> [Required action]: Across the entries that follow, count each line holding "green" and state the total alone.

> [Listed records]:
──────

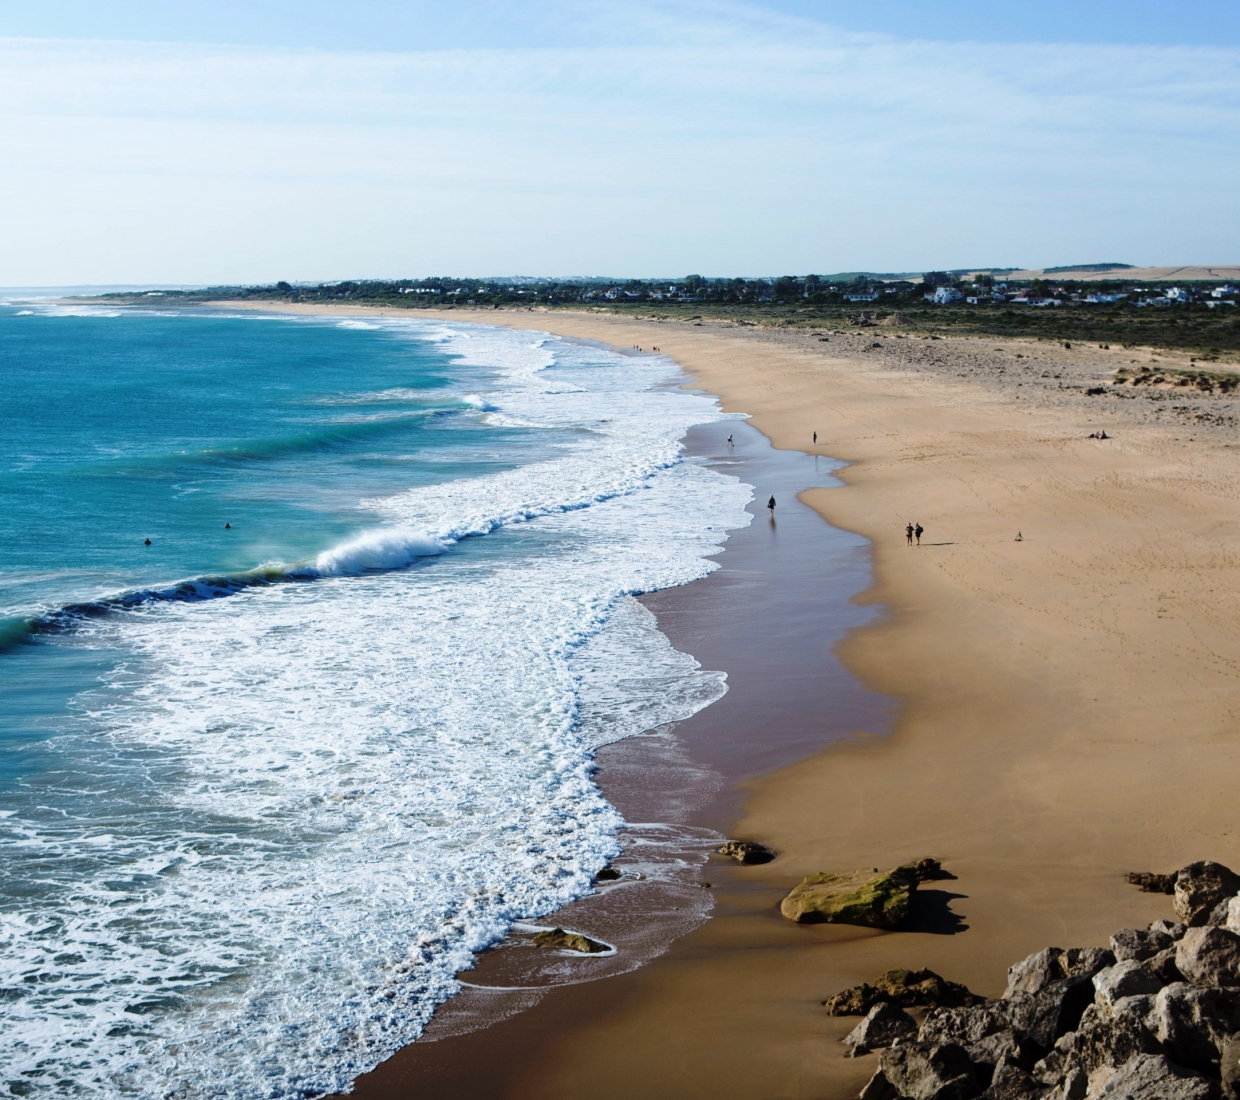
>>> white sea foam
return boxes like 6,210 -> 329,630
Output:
0,320 -> 752,1098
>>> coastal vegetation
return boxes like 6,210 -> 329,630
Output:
102,272 -> 1240,359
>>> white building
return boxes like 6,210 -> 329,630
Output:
933,287 -> 963,304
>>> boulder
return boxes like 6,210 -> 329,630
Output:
859,1069 -> 899,1100
922,1003 -> 1016,1046
1151,982 -> 1240,1074
1176,862 -> 1240,927
979,1064 -> 1046,1099
1093,959 -> 1172,1007
782,865 -> 917,927
1154,918 -> 1190,941
1093,1053 -> 1220,1099
1221,1032 -> 1240,1100
1227,898 -> 1240,935
1004,947 -> 1115,998
878,1041 -> 982,1100
594,866 -> 622,881
1177,927 -> 1240,987
1068,999 -> 1163,1078
530,928 -> 609,953
716,840 -> 775,865
845,1002 -> 919,1055
1005,977 -> 1097,1048
1112,925 -> 1178,962
1128,871 -> 1177,894
825,968 -> 984,1016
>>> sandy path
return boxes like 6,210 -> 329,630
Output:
216,301 -> 1240,1098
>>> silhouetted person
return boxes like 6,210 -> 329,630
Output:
727,434 -> 733,446
914,523 -> 923,546
768,495 -> 776,511
144,538 -> 151,545
224,522 -> 231,529
813,431 -> 817,444
906,522 -> 914,545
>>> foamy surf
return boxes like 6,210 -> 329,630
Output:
0,313 -> 752,1099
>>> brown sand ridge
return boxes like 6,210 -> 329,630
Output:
216,302 -> 1240,1098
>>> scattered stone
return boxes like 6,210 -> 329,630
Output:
845,1002 -> 919,1055
1177,927 -> 1240,987
1093,1053 -> 1220,1098
1128,871 -> 1177,894
1112,925 -> 1177,962
716,840 -> 775,865
878,1040 -> 981,1100
825,968 -> 985,1016
1176,862 -> 1240,927
782,865 -> 918,927
530,928 -> 609,954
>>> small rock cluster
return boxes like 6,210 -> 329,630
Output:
834,861 -> 1240,1099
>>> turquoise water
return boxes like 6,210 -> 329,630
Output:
0,303 -> 751,1098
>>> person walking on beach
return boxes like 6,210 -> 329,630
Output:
768,495 -> 776,511
727,434 -> 733,446
914,523 -> 924,546
905,522 -> 914,546
813,431 -> 817,445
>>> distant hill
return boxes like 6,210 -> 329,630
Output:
1008,265 -> 1240,282
1043,263 -> 1135,274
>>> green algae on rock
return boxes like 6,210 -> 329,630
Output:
780,862 -> 930,927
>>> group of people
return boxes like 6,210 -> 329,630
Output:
905,522 -> 924,546
1088,430 -> 1110,439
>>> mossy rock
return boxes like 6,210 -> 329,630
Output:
823,968 -> 984,1015
780,865 -> 918,928
531,927 -> 609,954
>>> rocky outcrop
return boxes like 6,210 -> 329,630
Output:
1128,871 -> 1177,894
782,858 -> 944,927
825,969 -> 985,1016
716,840 -> 775,865
845,1002 -> 919,1056
847,861 -> 1240,1100
530,927 -> 609,953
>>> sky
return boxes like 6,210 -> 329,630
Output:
1,0 -> 1237,285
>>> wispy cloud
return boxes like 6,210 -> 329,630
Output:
1,2 -> 1237,282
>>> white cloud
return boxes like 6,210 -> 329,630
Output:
1,4 -> 1237,282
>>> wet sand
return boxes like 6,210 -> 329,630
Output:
341,417 -> 892,1099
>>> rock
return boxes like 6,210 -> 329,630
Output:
1176,862 -> 1240,927
1177,927 -> 1240,987
1093,954 -> 1180,1008
1069,999 -> 1163,1078
1226,898 -> 1240,935
1112,925 -> 1177,962
845,1001 -> 919,1055
594,866 -> 622,881
1128,871 -> 1177,894
979,1064 -> 1046,1099
1005,977 -> 1097,1048
878,1041 -> 982,1100
1151,982 -> 1240,1074
716,840 -> 775,865
1154,918 -> 1190,941
825,969 -> 985,1016
859,1069 -> 899,1100
530,927 -> 609,953
922,1003 -> 1016,1046
1221,1033 -> 1240,1100
968,1032 -> 1044,1075
1004,947 -> 1115,999
781,865 -> 917,927
1093,1053 -> 1220,1098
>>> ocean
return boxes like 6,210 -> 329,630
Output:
0,303 -> 753,1097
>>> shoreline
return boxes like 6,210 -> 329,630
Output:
211,301 -> 1240,1098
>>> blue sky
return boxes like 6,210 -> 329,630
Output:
1,1 -> 1237,284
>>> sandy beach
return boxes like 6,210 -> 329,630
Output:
216,301 -> 1240,1098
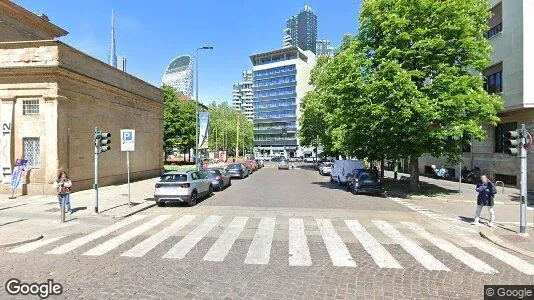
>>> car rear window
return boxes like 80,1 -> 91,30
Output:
227,164 -> 241,169
358,172 -> 377,181
160,174 -> 188,182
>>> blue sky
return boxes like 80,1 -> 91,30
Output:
15,0 -> 362,105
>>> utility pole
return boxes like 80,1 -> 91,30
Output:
236,118 -> 240,159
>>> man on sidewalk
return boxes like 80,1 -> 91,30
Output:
472,175 -> 497,227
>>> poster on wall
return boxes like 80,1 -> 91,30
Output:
1,101 -> 13,184
9,159 -> 27,193
198,112 -> 210,149
218,150 -> 227,162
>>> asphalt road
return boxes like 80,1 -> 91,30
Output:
0,164 -> 533,299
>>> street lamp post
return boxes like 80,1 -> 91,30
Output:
195,46 -> 213,171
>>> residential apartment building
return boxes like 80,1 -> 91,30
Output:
285,5 -> 317,54
250,46 -> 316,158
232,70 -> 254,121
419,0 -> 534,189
316,39 -> 334,57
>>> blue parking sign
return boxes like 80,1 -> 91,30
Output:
120,129 -> 135,151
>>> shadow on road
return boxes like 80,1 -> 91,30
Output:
382,178 -> 458,199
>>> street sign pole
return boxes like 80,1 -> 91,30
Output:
121,129 -> 135,207
519,124 -> 528,234
127,150 -> 131,207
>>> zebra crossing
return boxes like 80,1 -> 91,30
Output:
5,214 -> 534,275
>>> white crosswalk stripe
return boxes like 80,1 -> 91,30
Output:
10,213 -> 534,274
465,237 -> 534,275
317,218 -> 356,267
245,217 -> 276,265
373,220 -> 450,271
204,216 -> 248,262
402,222 -> 498,274
8,236 -> 65,253
83,215 -> 171,256
163,215 -> 222,259
345,220 -> 402,269
46,215 -> 147,255
288,218 -> 312,266
121,215 -> 195,257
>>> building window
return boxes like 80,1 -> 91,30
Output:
22,99 -> 40,115
483,63 -> 503,94
487,3 -> 502,39
23,138 -> 40,167
494,122 -> 517,153
494,173 -> 517,186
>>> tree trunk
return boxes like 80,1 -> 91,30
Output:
409,156 -> 420,191
380,158 -> 385,181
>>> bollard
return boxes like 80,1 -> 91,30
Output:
60,196 -> 65,223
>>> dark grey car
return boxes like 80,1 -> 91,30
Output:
225,163 -> 248,179
202,168 -> 231,191
347,169 -> 382,195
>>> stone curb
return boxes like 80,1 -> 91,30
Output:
479,230 -> 534,260
0,235 -> 43,249
112,201 -> 156,219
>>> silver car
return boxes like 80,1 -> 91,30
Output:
154,171 -> 213,207
278,160 -> 290,170
319,162 -> 333,176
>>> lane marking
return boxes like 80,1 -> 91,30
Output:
121,215 -> 196,257
7,236 -> 65,253
46,215 -> 147,255
163,215 -> 222,259
83,215 -> 171,256
316,218 -> 356,267
345,220 -> 402,269
203,216 -> 248,262
373,220 -> 450,271
402,222 -> 497,274
467,237 -> 534,275
244,217 -> 276,265
288,218 -> 312,266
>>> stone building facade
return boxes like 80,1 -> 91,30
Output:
0,0 -> 163,194
419,0 -> 534,189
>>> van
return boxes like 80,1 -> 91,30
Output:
330,160 -> 365,185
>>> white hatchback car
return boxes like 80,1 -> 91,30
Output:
154,171 -> 213,206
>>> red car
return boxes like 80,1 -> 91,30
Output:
247,160 -> 258,172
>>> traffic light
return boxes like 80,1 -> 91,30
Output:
94,130 -> 112,154
504,130 -> 520,156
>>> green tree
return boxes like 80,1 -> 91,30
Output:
162,85 -> 196,160
207,102 -> 254,155
299,0 -> 503,190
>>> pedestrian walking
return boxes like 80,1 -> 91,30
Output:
53,171 -> 73,214
472,175 -> 496,226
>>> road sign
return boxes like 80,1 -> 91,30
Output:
120,129 -> 135,152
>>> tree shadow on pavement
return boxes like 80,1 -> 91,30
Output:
382,178 -> 457,199
311,181 -> 348,191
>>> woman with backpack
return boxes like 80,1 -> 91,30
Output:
53,171 -> 73,214
472,175 -> 497,226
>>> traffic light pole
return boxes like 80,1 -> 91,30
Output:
94,127 -> 99,214
519,124 -> 527,234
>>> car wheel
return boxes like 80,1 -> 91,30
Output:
319,170 -> 323,176
208,185 -> 214,196
188,191 -> 197,207
228,180 -> 232,187
330,176 -> 334,183
156,201 -> 164,207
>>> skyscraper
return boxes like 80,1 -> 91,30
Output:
162,55 -> 194,97
118,56 -> 127,72
232,70 -> 254,121
109,10 -> 117,67
285,5 -> 317,54
316,39 -> 334,57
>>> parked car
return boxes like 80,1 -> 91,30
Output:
347,169 -> 382,195
255,159 -> 264,168
154,171 -> 213,207
225,163 -> 249,179
330,160 -> 365,185
270,156 -> 286,163
304,157 -> 317,163
202,168 -> 231,191
319,162 -> 333,176
278,160 -> 290,170
247,160 -> 258,172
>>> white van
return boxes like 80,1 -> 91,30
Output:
330,160 -> 365,185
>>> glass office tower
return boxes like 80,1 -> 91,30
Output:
250,46 -> 316,158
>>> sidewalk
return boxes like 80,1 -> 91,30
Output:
383,170 -> 534,257
0,177 -> 159,247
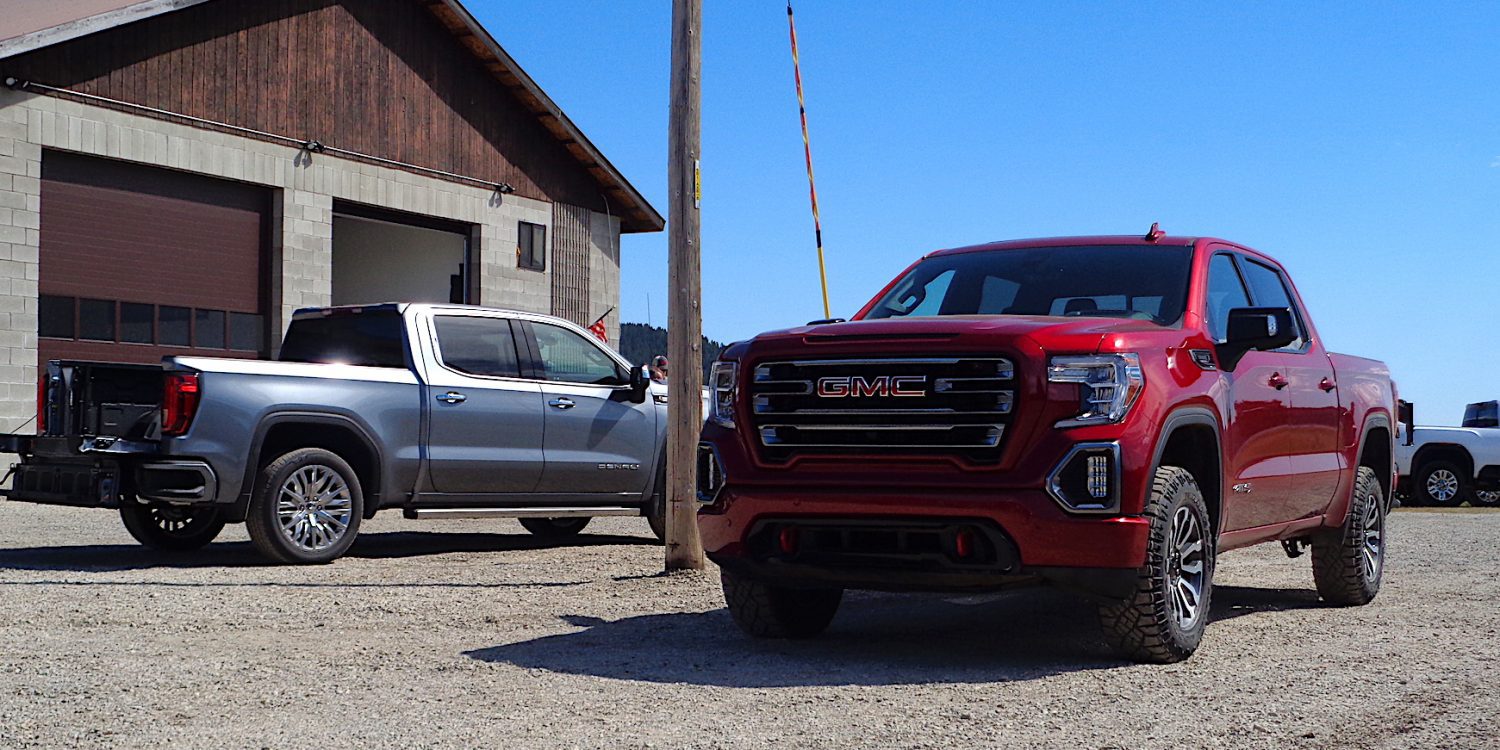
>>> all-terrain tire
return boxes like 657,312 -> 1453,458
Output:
1099,466 -> 1216,664
721,570 -> 843,639
1413,460 -> 1469,507
519,517 -> 591,539
119,503 -> 226,552
1472,490 -> 1500,508
1311,465 -> 1385,605
246,448 -> 364,564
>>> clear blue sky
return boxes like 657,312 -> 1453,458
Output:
476,1 -> 1500,426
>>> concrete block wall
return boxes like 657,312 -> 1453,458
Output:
0,99 -> 41,429
0,88 -> 623,424
478,196 -> 552,315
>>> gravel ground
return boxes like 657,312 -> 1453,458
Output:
0,503 -> 1495,749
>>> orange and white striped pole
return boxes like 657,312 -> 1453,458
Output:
788,2 -> 832,319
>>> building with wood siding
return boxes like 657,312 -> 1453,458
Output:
0,0 -> 662,427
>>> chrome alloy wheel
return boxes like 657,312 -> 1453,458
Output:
276,465 -> 354,552
1425,469 -> 1460,503
1166,506 -> 1206,631
1362,488 -> 1384,581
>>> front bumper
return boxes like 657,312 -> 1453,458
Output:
699,485 -> 1150,597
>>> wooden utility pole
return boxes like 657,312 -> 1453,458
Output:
665,0 -> 706,571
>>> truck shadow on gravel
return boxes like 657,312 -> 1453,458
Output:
0,530 -> 655,572
464,585 -> 1327,686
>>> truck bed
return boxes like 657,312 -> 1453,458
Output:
41,360 -> 166,443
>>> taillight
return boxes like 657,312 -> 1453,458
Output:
36,376 -> 46,433
162,373 -> 201,436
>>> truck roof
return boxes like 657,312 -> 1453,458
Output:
291,302 -> 542,319
927,234 -> 1206,258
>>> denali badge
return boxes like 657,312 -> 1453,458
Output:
597,463 -> 640,471
816,375 -> 927,398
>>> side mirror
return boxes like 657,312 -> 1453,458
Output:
629,364 -> 650,404
1216,307 -> 1297,371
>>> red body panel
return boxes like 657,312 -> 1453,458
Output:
699,236 -> 1394,589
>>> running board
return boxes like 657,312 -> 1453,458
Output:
405,507 -> 643,520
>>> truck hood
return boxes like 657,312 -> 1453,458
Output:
736,315 -> 1170,359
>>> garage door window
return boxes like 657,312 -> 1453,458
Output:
79,299 -> 115,342
38,295 -> 257,354
39,295 -> 74,339
194,309 -> 226,349
159,306 -> 191,346
120,303 -> 154,344
230,313 -> 263,352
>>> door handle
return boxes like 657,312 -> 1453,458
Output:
1319,377 -> 1337,392
436,391 -> 467,404
1268,372 -> 1289,390
548,397 -> 576,410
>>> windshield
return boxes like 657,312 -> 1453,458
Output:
863,245 -> 1194,325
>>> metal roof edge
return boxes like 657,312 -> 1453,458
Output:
0,0 -> 212,60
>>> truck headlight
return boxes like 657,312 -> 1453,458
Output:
709,361 -> 737,429
1048,354 -> 1143,428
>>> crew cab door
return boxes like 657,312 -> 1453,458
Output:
523,320 -> 656,497
1236,257 -> 1343,519
1207,252 -> 1298,531
423,314 -> 546,494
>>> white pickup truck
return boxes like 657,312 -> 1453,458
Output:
1396,401 -> 1500,507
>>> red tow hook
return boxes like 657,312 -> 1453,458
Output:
955,527 -> 976,560
777,526 -> 800,556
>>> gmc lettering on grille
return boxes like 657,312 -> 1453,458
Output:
815,375 -> 927,398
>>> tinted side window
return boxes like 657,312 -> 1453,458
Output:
435,317 -> 521,378
1205,254 -> 1251,342
532,322 -> 623,385
1240,259 -> 1306,348
279,310 -> 407,368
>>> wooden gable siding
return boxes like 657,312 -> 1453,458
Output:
3,0 -> 606,212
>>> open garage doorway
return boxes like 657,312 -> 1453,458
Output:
331,202 -> 475,306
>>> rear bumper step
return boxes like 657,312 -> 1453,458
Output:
404,506 -> 644,520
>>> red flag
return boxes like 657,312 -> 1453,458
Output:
588,319 -> 608,343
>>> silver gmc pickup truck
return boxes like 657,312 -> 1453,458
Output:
0,304 -> 669,563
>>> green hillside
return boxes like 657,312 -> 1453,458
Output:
618,322 -> 725,379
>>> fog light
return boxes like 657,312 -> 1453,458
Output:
1087,455 -> 1110,499
1046,442 -> 1121,514
696,443 -> 725,504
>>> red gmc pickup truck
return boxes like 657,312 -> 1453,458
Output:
696,231 -> 1397,663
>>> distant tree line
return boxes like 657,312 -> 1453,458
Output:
619,322 -> 725,379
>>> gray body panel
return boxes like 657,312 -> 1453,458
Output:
161,357 -> 425,510
152,304 -> 667,516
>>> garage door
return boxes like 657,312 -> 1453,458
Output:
37,152 -> 271,369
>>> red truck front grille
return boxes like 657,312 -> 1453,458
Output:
748,356 -> 1016,462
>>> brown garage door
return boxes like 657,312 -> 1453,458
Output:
38,151 -> 271,368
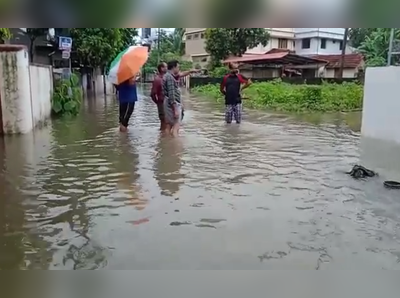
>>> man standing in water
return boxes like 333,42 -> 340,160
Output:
151,62 -> 168,131
116,77 -> 138,132
153,60 -> 198,134
163,60 -> 183,137
220,62 -> 252,124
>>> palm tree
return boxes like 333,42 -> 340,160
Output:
163,28 -> 185,56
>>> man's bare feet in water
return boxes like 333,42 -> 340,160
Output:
119,124 -> 128,132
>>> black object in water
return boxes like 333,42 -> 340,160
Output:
347,165 -> 377,179
384,181 -> 400,189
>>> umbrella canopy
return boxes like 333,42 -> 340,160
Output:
108,46 -> 148,85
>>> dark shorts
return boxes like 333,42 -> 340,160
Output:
119,102 -> 135,127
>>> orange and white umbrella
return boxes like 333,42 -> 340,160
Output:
108,46 -> 148,85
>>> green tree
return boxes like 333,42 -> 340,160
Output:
349,28 -> 375,48
70,28 -> 123,69
0,28 -> 11,43
70,28 -> 123,93
205,28 -> 270,67
119,28 -> 138,50
26,28 -> 48,62
357,28 -> 400,66
143,29 -> 192,76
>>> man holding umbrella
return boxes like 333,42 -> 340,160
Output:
108,45 -> 149,132
115,77 -> 138,132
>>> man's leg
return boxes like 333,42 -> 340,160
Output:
233,103 -> 242,124
225,105 -> 233,124
119,102 -> 128,132
119,102 -> 135,132
157,103 -> 167,131
171,104 -> 182,137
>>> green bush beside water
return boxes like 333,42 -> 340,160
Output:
52,73 -> 83,117
192,80 -> 364,112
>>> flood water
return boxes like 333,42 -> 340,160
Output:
1,85 -> 400,270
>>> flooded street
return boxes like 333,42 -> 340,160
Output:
1,84 -> 400,270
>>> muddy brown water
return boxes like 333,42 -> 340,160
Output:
0,85 -> 400,270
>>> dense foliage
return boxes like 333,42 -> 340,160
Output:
193,80 -> 363,113
70,28 -> 137,71
205,28 -> 270,67
143,29 -> 192,74
52,73 -> 82,117
350,28 -> 400,67
0,28 -> 11,42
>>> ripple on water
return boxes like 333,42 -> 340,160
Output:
1,88 -> 400,270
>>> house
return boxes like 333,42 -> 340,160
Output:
311,53 -> 364,78
9,28 -> 69,66
184,28 -> 296,68
294,28 -> 352,56
223,50 -> 327,79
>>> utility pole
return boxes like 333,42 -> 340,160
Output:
338,28 -> 349,79
157,28 -> 161,63
388,28 -> 395,66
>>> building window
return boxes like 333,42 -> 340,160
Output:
339,41 -> 343,50
187,34 -> 192,40
278,38 -> 288,49
142,28 -> 151,39
293,41 -> 295,47
302,38 -> 311,49
201,33 -> 205,39
321,38 -> 326,49
194,34 -> 199,39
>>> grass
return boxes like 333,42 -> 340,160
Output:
192,79 -> 364,113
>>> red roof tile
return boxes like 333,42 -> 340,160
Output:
311,54 -> 364,69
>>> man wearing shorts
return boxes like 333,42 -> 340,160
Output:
163,60 -> 183,137
151,62 -> 168,131
116,77 -> 138,132
152,62 -> 198,133
220,62 -> 252,124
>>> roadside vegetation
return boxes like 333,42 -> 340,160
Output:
192,80 -> 363,113
52,73 -> 82,117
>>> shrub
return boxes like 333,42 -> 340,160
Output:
52,73 -> 82,117
192,80 -> 363,113
208,66 -> 228,78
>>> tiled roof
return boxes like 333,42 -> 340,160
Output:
223,52 -> 325,65
311,54 -> 364,69
224,52 -> 289,63
265,48 -> 294,54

──────

> [Task result]: 5